_TEXT SECTION_:
The year is only half past, but 2016 is well on its way to joining 2011, 2012 and 2014 in a dubious distinction: a year that zero new U.S. banks were chartered. As consolidation of existing banks continues, many have observed that the lack of new banks reflects burdensome regulatory compliance, an inhospitable interest rate environment, excessive capital requirements, an insufficiently robust economy—or some mixture of all of these.
In his classic 1946 book Economics in One Lesson, Henry Hazlitt writes that economics “is the science of tracing the effects of some proposed or existing policy not only on some special interest in the short run, but on the general interest in the long run.” And thus, while the drought of de novo banks will ripple through the American economy, it will have subtle, significant and virtually unexplored long-run effects on the next generation of bank leadership.
De novo bank founders are entrepreneurs, and the entrepreneurial mindset is different from the “stewardship” mindset that characterizes many bankers, says Trey Maust, co-president and CEO of Lewis and Clark Bank in Oregon City, Ore. While stewardship can yield growth—consider Jesus’ parable of the talents, in which the steward who got the largest investment return for his master’s money was most highly commended—it also implies an inward focus, a priority on preservation rather than risk.
While it’s a good model for a mature industry like banking, every industry needs an entrepreneurial edge, a bit of ebb and flow that brings fresh perspectives, outside people and creative ideas. Since the recession, the banking industry has been all ebb and no flow.

Excerpts of bounding box data:
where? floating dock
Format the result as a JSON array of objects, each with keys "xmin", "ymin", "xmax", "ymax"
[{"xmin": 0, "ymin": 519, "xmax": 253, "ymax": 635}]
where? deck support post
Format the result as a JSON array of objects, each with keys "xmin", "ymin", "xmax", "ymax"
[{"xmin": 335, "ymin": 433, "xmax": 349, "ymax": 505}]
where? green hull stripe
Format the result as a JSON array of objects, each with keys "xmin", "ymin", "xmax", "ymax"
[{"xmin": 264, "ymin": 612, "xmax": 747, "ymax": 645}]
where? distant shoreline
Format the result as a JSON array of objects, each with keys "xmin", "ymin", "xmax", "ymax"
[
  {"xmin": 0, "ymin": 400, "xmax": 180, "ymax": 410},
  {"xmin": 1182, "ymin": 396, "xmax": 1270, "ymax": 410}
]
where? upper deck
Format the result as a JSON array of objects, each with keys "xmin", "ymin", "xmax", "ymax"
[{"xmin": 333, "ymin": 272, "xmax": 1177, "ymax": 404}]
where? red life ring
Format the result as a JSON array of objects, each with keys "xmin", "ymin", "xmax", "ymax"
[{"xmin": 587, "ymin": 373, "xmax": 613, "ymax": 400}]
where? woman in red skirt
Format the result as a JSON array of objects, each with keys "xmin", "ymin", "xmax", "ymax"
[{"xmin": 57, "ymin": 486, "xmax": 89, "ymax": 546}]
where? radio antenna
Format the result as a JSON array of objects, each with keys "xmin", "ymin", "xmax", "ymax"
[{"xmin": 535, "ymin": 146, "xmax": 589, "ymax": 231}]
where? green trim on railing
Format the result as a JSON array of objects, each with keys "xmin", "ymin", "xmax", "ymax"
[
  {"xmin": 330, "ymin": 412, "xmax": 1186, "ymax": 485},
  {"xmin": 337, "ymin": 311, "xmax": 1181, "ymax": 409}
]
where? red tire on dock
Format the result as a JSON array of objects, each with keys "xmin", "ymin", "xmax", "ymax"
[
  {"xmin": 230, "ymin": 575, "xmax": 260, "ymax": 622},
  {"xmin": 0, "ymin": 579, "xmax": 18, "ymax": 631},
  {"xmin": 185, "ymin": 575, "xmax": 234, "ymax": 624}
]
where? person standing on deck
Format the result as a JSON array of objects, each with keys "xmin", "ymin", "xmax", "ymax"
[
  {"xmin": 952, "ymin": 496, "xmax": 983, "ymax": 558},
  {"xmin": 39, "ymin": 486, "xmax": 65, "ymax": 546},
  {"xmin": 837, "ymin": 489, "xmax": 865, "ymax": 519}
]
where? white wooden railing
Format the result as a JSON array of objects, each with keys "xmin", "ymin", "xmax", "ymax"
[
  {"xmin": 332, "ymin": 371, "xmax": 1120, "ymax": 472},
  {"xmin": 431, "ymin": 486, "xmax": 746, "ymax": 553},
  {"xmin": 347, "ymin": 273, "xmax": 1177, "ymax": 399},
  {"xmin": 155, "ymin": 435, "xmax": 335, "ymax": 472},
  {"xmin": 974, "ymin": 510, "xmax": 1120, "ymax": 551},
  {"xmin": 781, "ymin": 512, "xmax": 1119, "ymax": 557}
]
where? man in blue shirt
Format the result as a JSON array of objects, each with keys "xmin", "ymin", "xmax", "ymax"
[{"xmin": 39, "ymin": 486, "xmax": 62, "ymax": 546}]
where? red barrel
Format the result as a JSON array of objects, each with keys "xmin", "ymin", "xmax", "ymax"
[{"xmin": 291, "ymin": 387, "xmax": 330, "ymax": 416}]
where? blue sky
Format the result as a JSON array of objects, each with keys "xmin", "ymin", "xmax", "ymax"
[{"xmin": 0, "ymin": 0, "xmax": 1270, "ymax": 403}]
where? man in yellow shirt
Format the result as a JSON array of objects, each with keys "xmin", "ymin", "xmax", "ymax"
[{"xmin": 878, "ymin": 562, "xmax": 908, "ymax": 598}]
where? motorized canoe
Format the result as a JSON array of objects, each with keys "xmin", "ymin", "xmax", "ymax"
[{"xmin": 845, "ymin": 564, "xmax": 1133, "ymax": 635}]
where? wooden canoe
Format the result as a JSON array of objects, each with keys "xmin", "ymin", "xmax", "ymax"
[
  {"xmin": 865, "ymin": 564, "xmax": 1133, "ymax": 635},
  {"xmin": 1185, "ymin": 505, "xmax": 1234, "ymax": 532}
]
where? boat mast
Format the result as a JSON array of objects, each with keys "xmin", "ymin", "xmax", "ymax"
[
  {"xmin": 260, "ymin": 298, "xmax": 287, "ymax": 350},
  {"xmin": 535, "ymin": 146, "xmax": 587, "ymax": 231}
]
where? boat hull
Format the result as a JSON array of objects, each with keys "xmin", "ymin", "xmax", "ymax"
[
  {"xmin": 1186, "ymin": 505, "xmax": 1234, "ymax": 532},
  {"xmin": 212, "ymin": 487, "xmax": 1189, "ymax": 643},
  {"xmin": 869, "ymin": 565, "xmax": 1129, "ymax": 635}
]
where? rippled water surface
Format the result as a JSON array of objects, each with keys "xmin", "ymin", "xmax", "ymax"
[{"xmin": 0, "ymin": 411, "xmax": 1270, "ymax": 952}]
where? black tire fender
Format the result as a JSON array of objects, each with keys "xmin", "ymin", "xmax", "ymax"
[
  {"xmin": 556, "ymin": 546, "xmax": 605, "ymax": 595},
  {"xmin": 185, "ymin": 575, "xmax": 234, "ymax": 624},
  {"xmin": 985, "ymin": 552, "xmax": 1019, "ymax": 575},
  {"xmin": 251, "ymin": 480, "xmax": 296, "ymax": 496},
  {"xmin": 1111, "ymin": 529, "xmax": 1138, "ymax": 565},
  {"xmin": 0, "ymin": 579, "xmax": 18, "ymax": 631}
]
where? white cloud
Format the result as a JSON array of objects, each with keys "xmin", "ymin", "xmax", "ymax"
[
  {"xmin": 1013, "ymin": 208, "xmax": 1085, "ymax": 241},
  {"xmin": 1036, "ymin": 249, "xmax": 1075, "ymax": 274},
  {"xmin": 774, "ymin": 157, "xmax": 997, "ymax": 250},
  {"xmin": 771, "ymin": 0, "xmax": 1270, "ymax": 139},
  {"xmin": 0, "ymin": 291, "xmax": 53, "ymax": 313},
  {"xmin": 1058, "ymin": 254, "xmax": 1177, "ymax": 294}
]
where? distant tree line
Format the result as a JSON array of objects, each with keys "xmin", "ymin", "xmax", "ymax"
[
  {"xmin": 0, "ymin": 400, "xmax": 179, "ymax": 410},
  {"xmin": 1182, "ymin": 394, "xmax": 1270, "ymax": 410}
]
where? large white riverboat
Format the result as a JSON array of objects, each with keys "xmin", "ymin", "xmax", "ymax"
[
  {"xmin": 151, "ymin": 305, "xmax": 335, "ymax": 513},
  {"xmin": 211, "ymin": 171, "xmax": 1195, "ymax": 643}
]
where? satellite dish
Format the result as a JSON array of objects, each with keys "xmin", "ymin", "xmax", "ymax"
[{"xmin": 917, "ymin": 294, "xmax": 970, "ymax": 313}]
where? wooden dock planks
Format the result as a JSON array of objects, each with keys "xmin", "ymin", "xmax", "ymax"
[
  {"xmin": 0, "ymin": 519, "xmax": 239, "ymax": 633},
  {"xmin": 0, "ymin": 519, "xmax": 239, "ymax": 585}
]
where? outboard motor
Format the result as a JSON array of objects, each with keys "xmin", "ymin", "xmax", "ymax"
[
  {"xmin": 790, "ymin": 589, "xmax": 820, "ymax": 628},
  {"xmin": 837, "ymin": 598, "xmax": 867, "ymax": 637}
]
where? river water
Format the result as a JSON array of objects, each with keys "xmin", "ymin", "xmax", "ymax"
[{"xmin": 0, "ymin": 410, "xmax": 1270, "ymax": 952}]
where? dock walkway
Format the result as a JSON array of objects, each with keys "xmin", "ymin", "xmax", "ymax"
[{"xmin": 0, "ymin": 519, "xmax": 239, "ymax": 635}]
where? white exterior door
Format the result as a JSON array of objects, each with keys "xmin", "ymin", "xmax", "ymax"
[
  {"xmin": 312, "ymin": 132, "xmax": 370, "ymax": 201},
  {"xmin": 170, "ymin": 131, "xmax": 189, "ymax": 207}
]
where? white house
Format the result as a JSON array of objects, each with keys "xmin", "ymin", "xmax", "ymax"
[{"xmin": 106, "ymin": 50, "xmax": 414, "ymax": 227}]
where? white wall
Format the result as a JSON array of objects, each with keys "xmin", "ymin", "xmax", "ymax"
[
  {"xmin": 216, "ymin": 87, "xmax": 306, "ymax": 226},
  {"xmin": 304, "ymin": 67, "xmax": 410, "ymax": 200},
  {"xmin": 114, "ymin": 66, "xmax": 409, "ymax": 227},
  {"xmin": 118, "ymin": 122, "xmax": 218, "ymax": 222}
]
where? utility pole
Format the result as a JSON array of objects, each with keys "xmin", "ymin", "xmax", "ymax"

_COMPLETE THE FOLLOWING_:
(1) In the passage on new bank charters, name every factor that observers have cited to explain the lack of new banks.
(2) Render this sentence from the passage on new bank charters in Spanish: "Since the recession, the banking industry has been all ebb and no flow."
(3) Quote the passage on new bank charters from "The year is" up to and including "of bank leadership.".
These rows were drawn from a source separate from the text.

_SOLUTIONS_:
(1)
- Burdensome regulatory compliance
- An inhospitable interest rate environment
- Excessive capital requirements
- An insufficiently robust economy

(2) Desde la recesión, la industria bancaria ha sido todo reflujo y nada de flujo.

(3)
The year is only half past, but 2016 is well on its way to joining 2011, 2012 and 2014 in a dubious distinction: a year that zero new U.S. banks were chartered. As consolidation of existing banks continues, many have observed that the lack of new banks reflects burdensome regulatory compliance, an inhospitable interest rate environment, excessive capital requirements, an insufficiently robust economy—or some mixture of all of these.
In his classic 1946 book Economics in One Lesson, Henry Hazlitt writes that economics “is the science of tracing the effects of some proposed or existing policy not only on some special interest in the short run, but on the general interest in the long run.” And thus, while the drought of de novo banks will ripple through the American economy, it will have subtle, significant and virtually unexplored long-run effects on the next generation of bank leadership.